(Raw data):
%%
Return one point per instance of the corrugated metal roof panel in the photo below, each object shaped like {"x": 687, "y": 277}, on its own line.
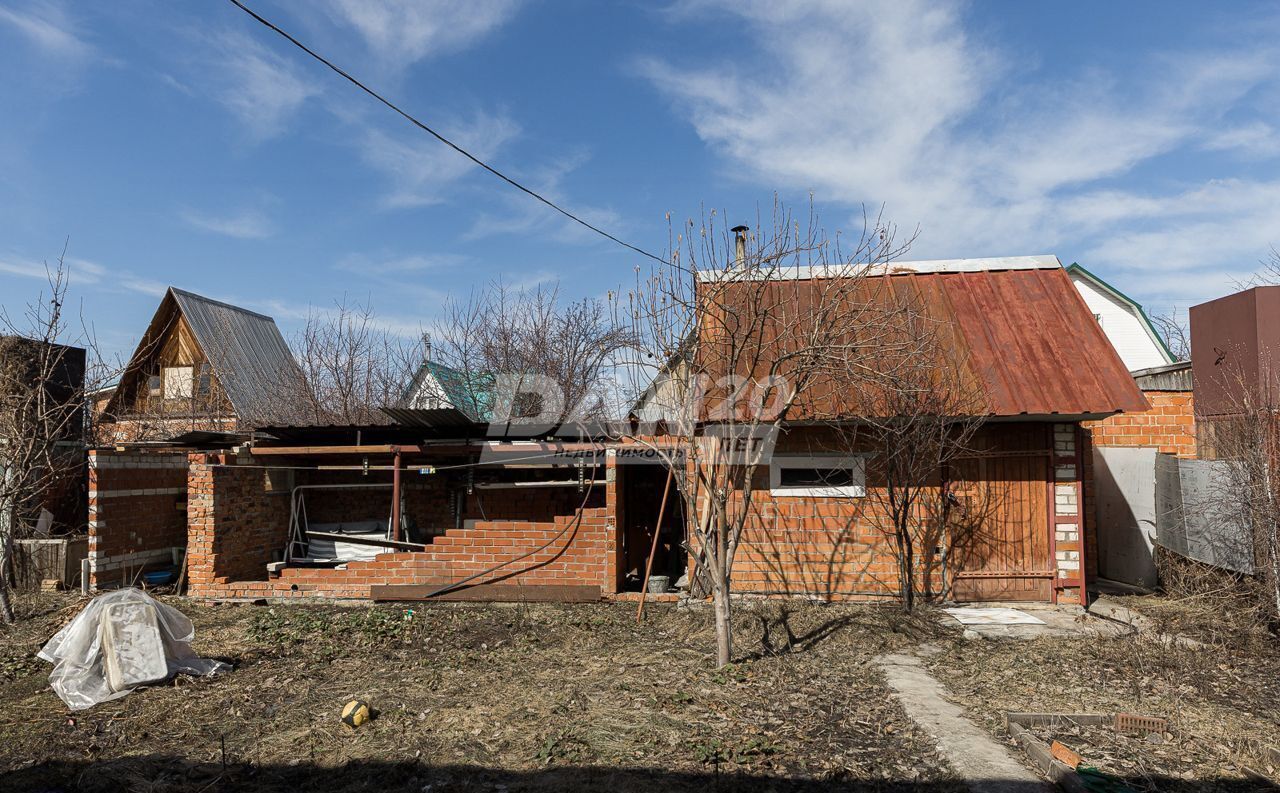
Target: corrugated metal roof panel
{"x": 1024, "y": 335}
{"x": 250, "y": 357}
%%
%%
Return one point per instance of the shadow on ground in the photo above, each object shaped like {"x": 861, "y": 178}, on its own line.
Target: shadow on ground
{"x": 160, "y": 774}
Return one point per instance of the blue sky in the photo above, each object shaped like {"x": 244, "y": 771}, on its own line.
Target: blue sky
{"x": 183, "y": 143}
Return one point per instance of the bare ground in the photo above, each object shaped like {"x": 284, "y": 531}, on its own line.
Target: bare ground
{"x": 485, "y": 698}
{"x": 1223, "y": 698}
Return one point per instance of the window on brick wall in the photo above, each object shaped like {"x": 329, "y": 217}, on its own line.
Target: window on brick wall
%%
(What you need to do): The lines to return are those in the entries above that hold "each".

(Solution to the exercise):
Return one point per instance of the corrugated metal roof panel in the photo below, each object shaped like {"x": 687, "y": 277}, on its own line.
Return one point per instance of the shadow on ground in the photo above, each object shaped like {"x": 861, "y": 178}, on its own line.
Return one point per instance of the blue sky in the photo above, each object shaped like {"x": 244, "y": 771}, on its own line.
Return one point per instance of the bare ground in the photo above, each object shaped like {"x": 284, "y": 531}, on its own line.
Return one point per instance of the window on brick wall in the photo above, each object shaped like {"x": 329, "y": 217}, on its own line.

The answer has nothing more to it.